[MITgcm-support] Drift in free surface
Pascal Bourgault
pascal.bourgault at gmail.com
Tue Jan 19 12:42:37 EST 2021
Hi MITgcmers,
My question is vague and might not even be related to the MITgcm itself,
but I am kinda lost right now, not knowing where to look.
My setup is the following :
* 2D (X-Z) plane, so only one Y coordinate, with a "thinWall" on all
YG=-dY points.
* ~9k points in X (with differing Δx on the sides, 15 m on most of the
domain)
* 70 x 1m in Z. The bathymetry is one of an estuary so ~15 m deep in
the west to 70 m in the east, with some bumps, but smoothed so dH/dx
is always very small.
* I used the "old" formulation for the curvilinear grid as so to pass
a Δy that varies along x, in order to represent varying
estuary/river channel width, but staying in 2D. For this I was
helped by this very forum a few weeks ago (thanks Martin!).
* Non-hydrostatic, Δt = 1 s, f=β=0
* Implicit free surface
* OBCS used for prescribing T and S on both sides, U in the east
(downstream), and Orlanski used for U and W upstream (west). This
means I haven't specify anything for W in the east, AFAIU it is set
to 0 by OBCS at the boundary.
* The downstream forcing of U includes:
o a tide (large amplitude, period of 12.4h, quasi-constant above
and going to zero at the bottom)
o PLUS a constant flow (small amplitude, concentrated in the
first 15 m)

● ● ● ● ●

> [TO-DO LIST]
**a.** According to the post, what is the period of the tide in the downstream forcing?
**b.** Write out the part of the post starting with "[MITgcm-support] Drift in" and going on through "where to look.", word for word.
**c.** Decide whether each statement agrees with the post, answering yes or no and quoting the words that decide it: (i) the free surface is treated explicitly; (ii) both f and β are set to zero; (iii) Orlanski conditions are used for U and W at the eastern boundary.
The material that comes after this post has no connection to it.

> [SOURCE EXCERPT]
● ● ● ● ●

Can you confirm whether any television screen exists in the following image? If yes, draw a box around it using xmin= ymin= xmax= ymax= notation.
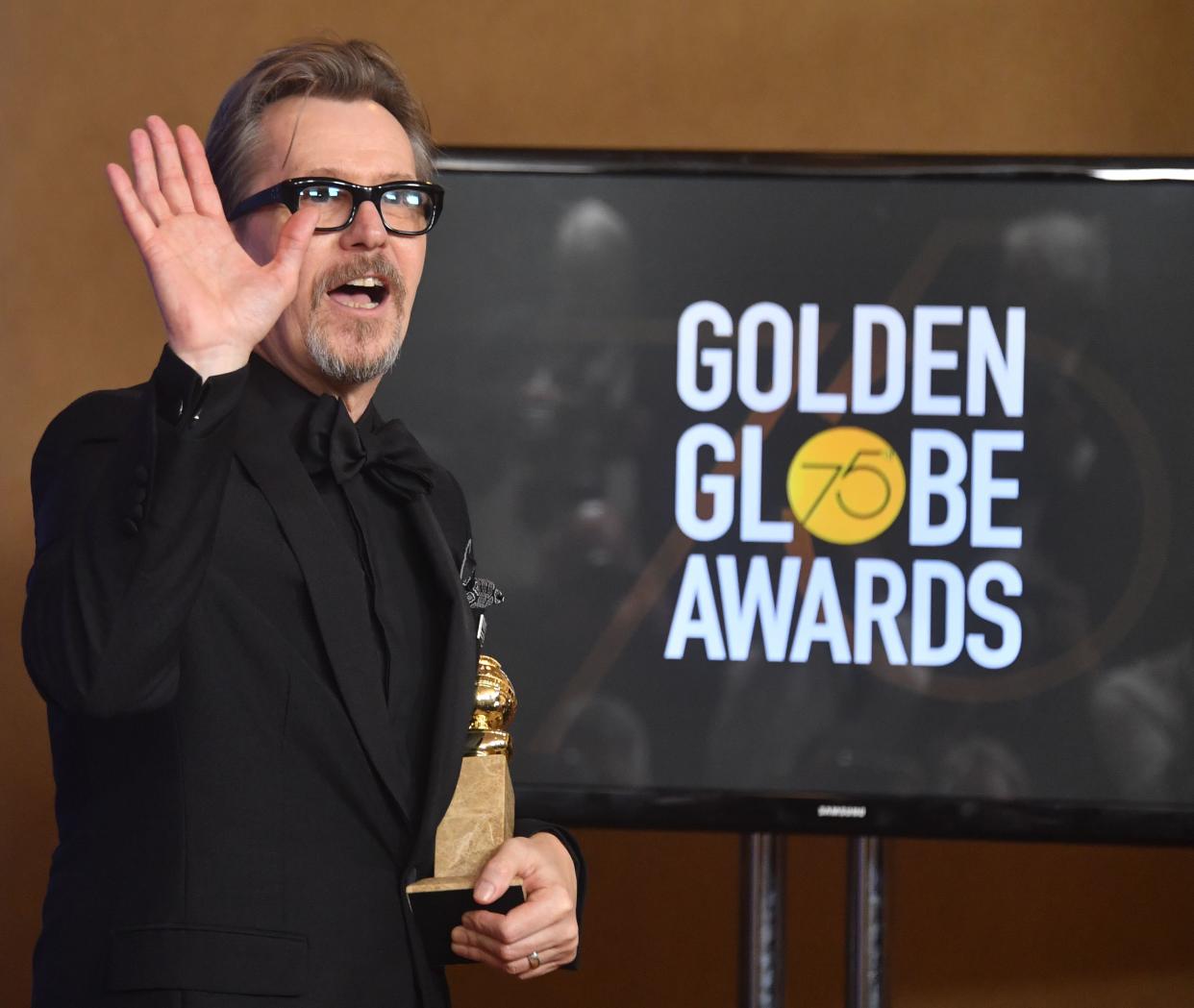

● ● ● ● ●

> [FULL ANSWERS]
**a.** 12.4 hours.

**b.**
[MITgcm-support] Drift in free surface
Pascal Bourgault
pascal.bourgault at gmail.com
Tue Jan 19 12:42:37 EST 2021
Hi MITgcmers,
My question is vague and might not even be related to the MITgcm itself,
but I am kinda lost right now, not knowing where to look.

**c.**
(i) No: "Implicit free surface"
(ii) Yes: "f=β=0"
(iii) No: "Orlanski used for U and W upstream (west)"